Pasien yang pertama kali terdiagnosis batu ureter <5 mm, jika tidak ada indikasi pengangkatan batu, maka dapat dilakukan observasi dengan evaluasi berkala.
- Penembakan batu dari luar tubuh dengan ESWL (Extracorporeal Shockwave Lithotripsi)
Merupakan prosedur pemecahan batu dengan menggunakan gelombang kejut. Batu dipecahkan menjadi butiran yang halus dan keluar bersama air seni. Prosedur ini dilakukan tanpa membuat luka (non invasif), tanpa pembiusan dan dapat dilakukan tanpa rawat inap. Prosedur ESWL dapat dilakukan pada batu ginjal, ureter dan buli-buli dengan ukuran kurang dari 2 cm dan fungsi ginjal yang baik. Untuk batu yang lebih besar dibutuhkan tindakan tambahan.
- Penghancuran batu dengan operasi minimal invasif
Saat ini penghancuran batu dengan operasi minimal invasif sudah sangat berkembang. Kemajuan metode ini banyak mengurangi tindakan operasi terbuka. Pemecahan batu dapat dilakukan dengan lithotriptor atau dengan laser dan dilakukan dengan bantuan alat endoskopi (teropong saluran kemih). Pada terapi ini kebanyakan dilakukan dengan bius spinal (bius separuh badan ke bawah, pasien dalam keadaan sadar).

RUMUSAN SOAL >>
Tulis ulang kutipan tentang penanganan batu saluran kemih dari "Pasien yang pertama" sampai "(Extracorporeal Shockwave Lithotripsi)", dengan mengganti "observasi" menjadi "pemantauan".

CUPLIKAN ENTRI >>

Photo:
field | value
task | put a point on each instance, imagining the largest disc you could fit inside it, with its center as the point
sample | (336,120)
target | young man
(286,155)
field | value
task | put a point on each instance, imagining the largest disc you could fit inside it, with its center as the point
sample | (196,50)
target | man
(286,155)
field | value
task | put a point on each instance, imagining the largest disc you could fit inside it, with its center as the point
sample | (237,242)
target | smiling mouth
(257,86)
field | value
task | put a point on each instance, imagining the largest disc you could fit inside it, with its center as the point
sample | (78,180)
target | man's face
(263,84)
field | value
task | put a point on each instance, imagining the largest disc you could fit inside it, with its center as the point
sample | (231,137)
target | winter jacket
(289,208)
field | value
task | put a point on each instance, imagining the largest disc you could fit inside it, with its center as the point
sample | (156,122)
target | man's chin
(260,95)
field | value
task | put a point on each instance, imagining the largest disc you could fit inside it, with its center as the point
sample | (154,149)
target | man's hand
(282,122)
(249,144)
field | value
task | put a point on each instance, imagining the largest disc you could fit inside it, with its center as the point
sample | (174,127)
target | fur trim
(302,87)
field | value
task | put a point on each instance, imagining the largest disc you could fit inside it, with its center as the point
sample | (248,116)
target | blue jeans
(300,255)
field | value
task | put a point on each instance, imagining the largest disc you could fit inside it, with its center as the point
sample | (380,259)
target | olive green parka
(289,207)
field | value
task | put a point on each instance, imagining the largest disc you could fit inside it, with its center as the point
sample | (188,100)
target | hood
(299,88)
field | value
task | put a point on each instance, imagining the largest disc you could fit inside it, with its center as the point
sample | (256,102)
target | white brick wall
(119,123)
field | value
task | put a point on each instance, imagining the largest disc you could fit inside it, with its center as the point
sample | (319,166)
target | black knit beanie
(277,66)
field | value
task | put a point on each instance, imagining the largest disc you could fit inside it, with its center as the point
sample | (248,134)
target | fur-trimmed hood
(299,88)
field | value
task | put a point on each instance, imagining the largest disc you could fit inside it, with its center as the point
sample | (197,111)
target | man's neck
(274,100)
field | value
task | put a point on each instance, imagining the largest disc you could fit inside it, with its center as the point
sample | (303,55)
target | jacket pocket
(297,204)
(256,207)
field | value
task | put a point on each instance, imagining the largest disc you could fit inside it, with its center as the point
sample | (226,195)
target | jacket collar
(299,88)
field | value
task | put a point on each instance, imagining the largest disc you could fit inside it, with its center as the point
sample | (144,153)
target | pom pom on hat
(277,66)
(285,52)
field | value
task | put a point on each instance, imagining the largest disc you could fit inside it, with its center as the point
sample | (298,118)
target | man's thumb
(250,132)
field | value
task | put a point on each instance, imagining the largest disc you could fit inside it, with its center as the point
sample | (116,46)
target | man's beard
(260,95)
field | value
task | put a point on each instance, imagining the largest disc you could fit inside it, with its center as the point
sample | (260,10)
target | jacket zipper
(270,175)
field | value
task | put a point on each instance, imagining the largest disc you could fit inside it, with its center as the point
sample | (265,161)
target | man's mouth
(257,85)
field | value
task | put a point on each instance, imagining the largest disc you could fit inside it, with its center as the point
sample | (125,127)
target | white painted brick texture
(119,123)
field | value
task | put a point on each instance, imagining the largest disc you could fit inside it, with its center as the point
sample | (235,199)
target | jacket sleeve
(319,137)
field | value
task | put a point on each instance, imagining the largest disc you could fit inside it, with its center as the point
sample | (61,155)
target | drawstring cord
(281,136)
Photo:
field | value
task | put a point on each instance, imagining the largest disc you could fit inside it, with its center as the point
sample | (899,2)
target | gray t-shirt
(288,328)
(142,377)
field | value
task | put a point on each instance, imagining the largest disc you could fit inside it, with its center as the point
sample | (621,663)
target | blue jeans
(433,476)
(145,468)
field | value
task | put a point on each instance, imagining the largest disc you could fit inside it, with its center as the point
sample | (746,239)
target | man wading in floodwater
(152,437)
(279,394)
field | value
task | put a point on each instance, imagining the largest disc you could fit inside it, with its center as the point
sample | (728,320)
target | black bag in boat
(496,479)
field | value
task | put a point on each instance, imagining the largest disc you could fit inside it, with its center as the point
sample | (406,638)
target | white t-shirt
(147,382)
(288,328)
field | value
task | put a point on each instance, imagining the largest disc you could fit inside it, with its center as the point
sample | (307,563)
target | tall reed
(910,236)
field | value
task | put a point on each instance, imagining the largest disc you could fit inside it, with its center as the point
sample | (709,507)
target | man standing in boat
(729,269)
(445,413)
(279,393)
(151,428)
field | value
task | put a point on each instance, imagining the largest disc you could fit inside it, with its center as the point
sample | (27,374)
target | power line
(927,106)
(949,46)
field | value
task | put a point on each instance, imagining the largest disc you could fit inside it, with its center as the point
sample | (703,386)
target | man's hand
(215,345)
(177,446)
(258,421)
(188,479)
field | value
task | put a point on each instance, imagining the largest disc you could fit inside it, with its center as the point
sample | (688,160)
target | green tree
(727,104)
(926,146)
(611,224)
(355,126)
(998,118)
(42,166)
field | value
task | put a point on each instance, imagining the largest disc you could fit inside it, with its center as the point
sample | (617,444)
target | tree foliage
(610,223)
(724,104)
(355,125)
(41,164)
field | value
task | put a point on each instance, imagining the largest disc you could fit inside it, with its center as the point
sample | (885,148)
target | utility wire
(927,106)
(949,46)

JAWABAN SOAL >>
Pasien yang pertama kali terdiagnosis batu ureter <5 mm, jika tidak ada indikasi pengangkatan batu, maka dapat dilakukan pemantauan dengan evaluasi berkala.
- Penembakan batu dari luar tubuh dengan ESWL (Extracorporeal Shockwave Lithotripsi)